Il prend quelques exemples marquants : une entreprise australienne qui laisse à ses ingénieurs 24 heures quelques fois par an pour travailler sur le projet qu'ils veulent, et le présenter devant leurs collègues le lendemain. Et bien sûr le célèbre mode de fonctionnement de Google, qui accorde 20% de temps à ses salariés pour avancer sur n'importe quel sujet. Avec un résultat probant :
"La moitié de leurs nouveaux produits chaque année sont nés pendant ces "20% de temps". Des produits comme Gmail, Orkut, Google News."
Un exemple encore plus radical, avec un environnement de travail axé uniquement sur les résultats, le ROWE (Results Only Work Environment) :
"les employés n'ont pas d'horaires. Ils viennent quand ils veulent. Ils ne doivent pas être au bureau à des heures précises, ou même pas du tout. Ils doivent juste faire leur boulot. Comment ils le font, quand il le font, où ils le font, ça dépend entièrement d'eux. Les réunions sont optionnelles dans ce type d'environnement. Qu'est-ce qui se passe ? Presque pour tout le monde, la productivité augmente, l'engagement des employés augmente, la satisfaction des employés augmente, le renouvellement du personnel diminue. Autonomie, maîtrise et pertinence. Ce sont là les briques d'une nouvelle manière de faire les choses."
Une vision utopique ?
Peut-être pas. Daniel Pink prend un exemple frappant : d'un côté l'encyclopédie Encarta, pour laquelle Microsoft a payé des professionnels pour écrire et éditer des milliers d'articles, et des managers bien payés pour superviser. A côte de ça quelques années plus tard : Wikipédia. Des bénévoles l'enrichissent pour le plaisir. Personne n'est payé. Ils le font parce qu'ils aiment le faire.
════════════════════
**Objectif de l'exercice:** Recopiez sans rien changer le passage du texte extrait qui commence à « Un exemple encore » et se termine à « vision utopique ? ».

**Données enregistrées:**
════════════════════
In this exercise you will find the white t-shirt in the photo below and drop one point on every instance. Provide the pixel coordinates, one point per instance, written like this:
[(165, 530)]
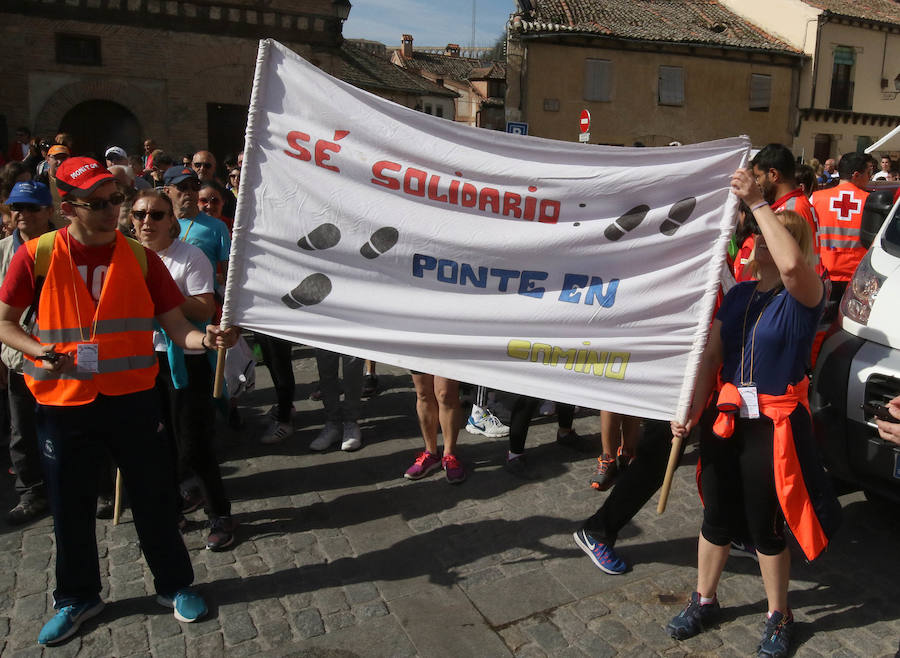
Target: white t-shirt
[(193, 274)]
════════════════════
**Résultat attendu:**
Un exemple encore plus radical, avec un environnement de travail axé uniquement sur les résultats, le ROWE (Results Only Work Environment) :
"les employés n'ont pas d'horaires. Ils viennent quand ils veulent. Ils ne doivent pas être au bureau à des heures précises, ou même pas du tout. Ils doivent juste faire leur boulot. Comment ils le font, quand il le font, où ils le font, ça dépend entièrement d'eux. Les réunions sont optionnelles dans ce type d'environnement. Qu'est-ce qui se passe ? Presque pour tout le monde, la productivité augmente, l'engagement des employés augmente, la satisfaction des employés augmente, le renouvellement du personnel diminue. Autonomie, maîtrise et pertinence. Ce sont là les briques d'une nouvelle manière de faire les choses."
Une vision utopique ?